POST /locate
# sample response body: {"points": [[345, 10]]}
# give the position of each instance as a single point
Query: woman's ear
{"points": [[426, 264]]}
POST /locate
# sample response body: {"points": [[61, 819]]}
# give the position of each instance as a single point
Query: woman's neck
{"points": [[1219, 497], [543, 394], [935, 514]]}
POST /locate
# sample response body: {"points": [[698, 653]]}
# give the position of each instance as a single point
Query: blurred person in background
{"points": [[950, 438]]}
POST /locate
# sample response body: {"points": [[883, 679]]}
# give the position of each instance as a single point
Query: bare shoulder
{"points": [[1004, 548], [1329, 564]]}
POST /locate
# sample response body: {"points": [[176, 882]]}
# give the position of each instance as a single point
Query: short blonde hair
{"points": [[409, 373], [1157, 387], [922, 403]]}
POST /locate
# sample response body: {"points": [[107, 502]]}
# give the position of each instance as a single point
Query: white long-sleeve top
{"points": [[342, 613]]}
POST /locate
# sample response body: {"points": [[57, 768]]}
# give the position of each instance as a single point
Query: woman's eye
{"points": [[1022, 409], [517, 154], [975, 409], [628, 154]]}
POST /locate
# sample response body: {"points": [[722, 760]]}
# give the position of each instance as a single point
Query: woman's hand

▸ **Work required**: Show every line of the material above that contains the string "Query", matching case exactly.

▸ **Final result**:
Query: woman's ear
Query: woman's neck
Query: blurred person in background
Query: bare shoulder
Query: short blonde hair
Query: white long-sleeve top
Query: woman's eye
Query: woman's hand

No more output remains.